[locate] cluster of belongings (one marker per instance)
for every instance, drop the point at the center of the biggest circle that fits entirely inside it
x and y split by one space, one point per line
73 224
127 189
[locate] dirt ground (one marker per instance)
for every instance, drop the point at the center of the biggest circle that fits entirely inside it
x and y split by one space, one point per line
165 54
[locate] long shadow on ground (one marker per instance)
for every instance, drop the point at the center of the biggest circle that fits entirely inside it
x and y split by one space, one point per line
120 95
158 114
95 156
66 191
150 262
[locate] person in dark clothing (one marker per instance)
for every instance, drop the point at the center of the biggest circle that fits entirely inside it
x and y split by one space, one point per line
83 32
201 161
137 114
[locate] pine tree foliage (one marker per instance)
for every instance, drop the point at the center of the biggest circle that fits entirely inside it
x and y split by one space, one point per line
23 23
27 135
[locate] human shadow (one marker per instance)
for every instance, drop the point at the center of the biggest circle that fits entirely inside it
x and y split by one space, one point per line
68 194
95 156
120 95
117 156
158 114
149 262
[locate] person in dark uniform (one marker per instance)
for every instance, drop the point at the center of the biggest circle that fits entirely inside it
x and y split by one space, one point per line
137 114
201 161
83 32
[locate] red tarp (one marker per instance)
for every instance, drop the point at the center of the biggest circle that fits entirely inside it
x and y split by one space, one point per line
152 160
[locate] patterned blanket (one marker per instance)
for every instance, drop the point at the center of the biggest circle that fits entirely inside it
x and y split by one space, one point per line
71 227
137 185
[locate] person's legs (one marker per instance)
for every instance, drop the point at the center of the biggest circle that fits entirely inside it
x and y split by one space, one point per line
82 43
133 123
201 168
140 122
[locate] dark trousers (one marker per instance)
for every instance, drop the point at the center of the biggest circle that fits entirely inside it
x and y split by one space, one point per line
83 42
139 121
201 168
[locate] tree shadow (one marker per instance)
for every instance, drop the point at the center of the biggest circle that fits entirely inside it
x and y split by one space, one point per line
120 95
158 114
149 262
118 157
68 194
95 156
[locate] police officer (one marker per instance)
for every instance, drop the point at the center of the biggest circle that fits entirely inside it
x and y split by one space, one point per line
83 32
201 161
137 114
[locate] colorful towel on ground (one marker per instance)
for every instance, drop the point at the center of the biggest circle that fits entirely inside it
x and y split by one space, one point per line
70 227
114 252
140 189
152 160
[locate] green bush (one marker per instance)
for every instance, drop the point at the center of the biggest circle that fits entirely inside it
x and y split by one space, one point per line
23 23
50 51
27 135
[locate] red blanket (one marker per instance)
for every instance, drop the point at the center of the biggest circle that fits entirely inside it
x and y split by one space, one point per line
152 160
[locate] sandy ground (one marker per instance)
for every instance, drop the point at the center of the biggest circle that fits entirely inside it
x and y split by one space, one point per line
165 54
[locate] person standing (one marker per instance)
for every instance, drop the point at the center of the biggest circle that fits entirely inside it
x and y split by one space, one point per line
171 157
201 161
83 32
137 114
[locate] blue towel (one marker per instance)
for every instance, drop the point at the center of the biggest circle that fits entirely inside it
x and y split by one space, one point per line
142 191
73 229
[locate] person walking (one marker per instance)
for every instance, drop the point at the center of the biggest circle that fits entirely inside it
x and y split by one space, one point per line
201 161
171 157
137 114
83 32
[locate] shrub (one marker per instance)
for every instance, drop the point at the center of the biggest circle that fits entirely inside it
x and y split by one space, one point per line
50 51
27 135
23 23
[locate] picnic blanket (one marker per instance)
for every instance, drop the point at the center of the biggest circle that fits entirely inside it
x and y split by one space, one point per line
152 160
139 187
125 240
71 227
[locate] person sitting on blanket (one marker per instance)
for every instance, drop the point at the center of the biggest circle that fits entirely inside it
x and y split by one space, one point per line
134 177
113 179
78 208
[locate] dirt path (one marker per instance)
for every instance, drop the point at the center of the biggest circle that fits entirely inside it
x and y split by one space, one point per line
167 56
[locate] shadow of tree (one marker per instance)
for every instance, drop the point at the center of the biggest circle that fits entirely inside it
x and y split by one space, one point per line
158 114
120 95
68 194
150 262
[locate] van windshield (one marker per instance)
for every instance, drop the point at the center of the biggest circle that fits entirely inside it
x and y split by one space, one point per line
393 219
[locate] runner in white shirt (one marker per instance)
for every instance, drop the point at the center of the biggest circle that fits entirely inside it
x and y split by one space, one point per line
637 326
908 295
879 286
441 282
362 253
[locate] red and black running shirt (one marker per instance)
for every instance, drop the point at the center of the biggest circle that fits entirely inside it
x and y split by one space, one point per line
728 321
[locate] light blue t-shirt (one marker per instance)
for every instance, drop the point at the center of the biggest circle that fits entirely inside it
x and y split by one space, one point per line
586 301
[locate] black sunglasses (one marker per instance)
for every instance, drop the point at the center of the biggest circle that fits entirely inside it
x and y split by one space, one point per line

------------------------------------------------------------

Convert all the data above into a Markdown table with the columns Row and Line: a running row number and one line of the data in each row, with blank lines omitted.

## SOLUTION FOR THIS TASK
| Row | Line |
|---|---|
| 1 | [locate] cluster of belongings (one marker per instance) |
| 2 | for every instance, drop the point at the center of the biggest circle that fits entirely inside it |
| 3 | x and y split by one space, one point per line |
| 4 | 73 224 |
| 5 | 127 189 |
| 6 | [locate] dirt ground (one marker per instance) |
| 7 | for every instance, drop the point at the center of the biggest circle that fits entirely inside it |
| 8 | x and y split by one space, one point per line |
| 9 | 165 54 |
| 10 | [locate] long shadow on ground (one marker per instance) |
| 11 | for every instance, drop the point at the center of the biggest circle that fits entirely inside it |
| 12 | x and y split by one space, one point per line |
| 13 | 120 95 |
| 14 | 158 114 |
| 15 | 95 156 |
| 16 | 66 191 |
| 17 | 150 262 |
| 18 | [locate] person in dark clothing (one marker per instance) |
| 19 | for every instance, drop the point at the center of the biggest circle that fits entirely inside it |
| 20 | x and y split by one space, one point per line |
| 21 | 83 32 |
| 22 | 201 161 |
| 23 | 137 114 |
| 24 | [locate] pine tree foliage (one marker per instance) |
| 25 | for every instance, drop the point at the center of the biggest circle that fits entirely inside it |
| 26 | x and y split by one space, one point per line |
| 27 | 23 23 |
| 28 | 27 135 |
| 29 | [locate] human shadow (one marker per instance) |
| 30 | for every instance, drop the point at the center of the biggest circle that fits entirely inside it |
| 31 | x and y split by one space, one point per line |
| 32 | 68 194 |
| 33 | 95 156 |
| 34 | 120 95 |
| 35 | 117 156 |
| 36 | 158 114 |
| 37 | 149 262 |
| 38 | [locate] person in dark uniform (one marker per instance) |
| 39 | for every instance, drop the point at the center of the biggest circle that fits entirely inside it |
| 40 | x and y split by one space, one point per line |
| 41 | 137 114 |
| 42 | 201 161 |
| 43 | 83 32 |
| 44 | [locate] red tarp (one marker per instance) |
| 45 | for every instance, drop the point at the center of the biggest circle that fits entirely inside it |
| 46 | x and y split by one space, one point per line |
| 47 | 152 160 |
| 48 | [locate] patterned blanket (one marker per instance) |
| 49 | for every instance, drop the point at the center of the biggest circle that fits entirely inside it |
| 50 | x and y split by one space, one point per line |
| 51 | 71 227 |
| 52 | 137 185 |
| 53 | [locate] person's legs (one marker per instance) |
| 54 | for every instance, drop the point at the center of the biggest circle that fits entirely inside it |
| 55 | x and y split by one space, one point per line |
| 56 | 82 43 |
| 57 | 133 123 |
| 58 | 201 168 |
| 59 | 140 122 |
| 60 | [locate] dark trousers (one marker per instance) |
| 61 | for every instance, drop the point at the center of the biggest circle that fits entirely inside it |
| 62 | x and y split by one space, one point per line |
| 63 | 83 42 |
| 64 | 139 121 |
| 65 | 201 168 |
| 66 | [locate] tree shadow (one marker per instance) |
| 67 | for every instance, drop the point at the center of the biggest circle that fits entirely inside it |
| 68 | x and y split by one space, one point per line |
| 69 | 120 95 |
| 70 | 158 114 |
| 71 | 149 262 |
| 72 | 118 157 |
| 73 | 68 194 |
| 74 | 95 156 |
| 75 | [locate] police officer (one marker per instance) |
| 76 | for every instance, drop the point at the center of the biggest circle that fits entirely inside it |
| 77 | x and y split by one space, one point per line |
| 78 | 83 32 |
| 79 | 201 161 |
| 80 | 137 114 |
| 81 | [locate] colorful towel on ground (one marker per instance) |
| 82 | for every instance, drop the point at the center of the biggest circle that fits entirely inside it |
| 83 | x and y split by one space, one point per line |
| 84 | 70 227 |
| 85 | 114 252 |
| 86 | 140 189 |
| 87 | 152 160 |
| 88 | [locate] green bush (one marker per instance) |
| 89 | for every instance, drop the point at the center of the biggest circle that fits entirely inside it |
| 90 | x and y split by one space, one point per line |
| 91 | 23 23 |
| 92 | 50 51 |
| 93 | 27 135 |
| 94 | [locate] red blanket (one marker per instance) |
| 95 | for every instance, drop the point at the center of the biggest circle that fits entirely inside it |
| 96 | x and y split by one space, one point per line |
| 97 | 152 160 |
| 98 | [locate] sandy ground (one marker per instance) |
| 99 | for every instance, drop the point at the center of the biggest circle that fits entirely inside it |
| 100 | x and y split by one space, one point per line |
| 101 | 165 54 |
| 102 | [locate] person standing (one marker per instance) |
| 103 | for every instance, drop the point at the center of the biggest circle that fits entirely inside it |
| 104 | x and y split by one space, one point per line |
| 105 | 171 157 |
| 106 | 201 161 |
| 107 | 83 32 |
| 108 | 137 114 |
| 109 | [locate] blue towel (one marker per instance) |
| 110 | for every instance, drop the point at the center of the biggest circle that fits entirely inside it |
| 111 | x and y split by one space, one point per line |
| 112 | 142 191 |
| 113 | 73 229 |
| 114 | [locate] person walking (one marker per instance) |
| 115 | for every instance, drop the point at the center of the biggest circle that fits entirely inside it |
| 116 | x and y split by one space, one point per line |
| 117 | 201 161 |
| 118 | 171 157 |
| 119 | 137 114 |
| 120 | 83 32 |
| 121 | [locate] shrub (one marker per instance) |
| 122 | for every instance, drop the point at the center of the biggest circle that fits entirely inside it |
| 123 | x and y split by one space, one point per line |
| 124 | 50 51 |
| 125 | 27 135 |
| 126 | 23 23 |
| 127 | [locate] picnic blanket (one marker per instance) |
| 128 | for every instance, drop the point at the center of the biggest circle that fits entirely inside it |
| 129 | x and y split by one space, one point per line |
| 130 | 152 160 |
| 131 | 139 187 |
| 132 | 125 240 |
| 133 | 71 227 |
| 134 | [locate] person sitting on blanket (one marker per instance) |
| 135 | for every instance, drop the point at the center of the biggest circle that fits entirely inside it |
| 136 | x and y split by one space, one point per line |
| 137 | 134 177 |
| 138 | 113 179 |
| 139 | 78 208 |
| 140 | [locate] dirt path (one marker per instance) |
| 141 | for every instance, drop the point at the center of the biggest circle that fits entirely inside it |
| 142 | x and y split by one space, one point per line |
| 143 | 167 56 |
| 144 | [locate] shadow of tree (one marker per instance) |
| 145 | for every instance, drop the point at the center of the biggest circle that fits entirely inside it |
| 146 | x and y split by one space, one point per line |
| 147 | 158 114 |
| 148 | 120 95 |
| 149 | 68 194 |
| 150 | 150 262 |
| 151 | [locate] van windshield (one marker per instance) |
| 152 | for every instance, drop the point at the center of the biggest circle that fits entirely inside it |
| 153 | x and y split by one space, one point per line |
| 154 | 393 219 |
| 155 | [locate] runner in white shirt (one marker per instance) |
| 156 | for every instance, drop the point at the center of the biggest circle that fits entirely inside it |
| 157 | x and y split by one space, one point per line |
| 158 | 637 326 |
| 159 | 908 295 |
| 160 | 879 286 |
| 161 | 441 282 |
| 162 | 362 253 |
| 163 | [locate] red and black running shirt (one marker per instance) |
| 164 | for every instance, drop the point at the center of the biggest circle that fits entirely inside it |
| 165 | x and y split by one space, one point per line |
| 166 | 728 321 |
| 167 | [locate] light blue t-shirt (one marker per instance) |
| 168 | for every instance, drop the point at the center of the biggest circle that fits entirely inside it |
| 169 | x and y split by one space, one point per line |
| 170 | 586 301 |
| 171 | [locate] black sunglasses (one marker per instance) |
| 172 | for every instance, drop the point at the center of the biggest circle that fits entirely inside it |
| 173 | x and y split by one space, one point per line |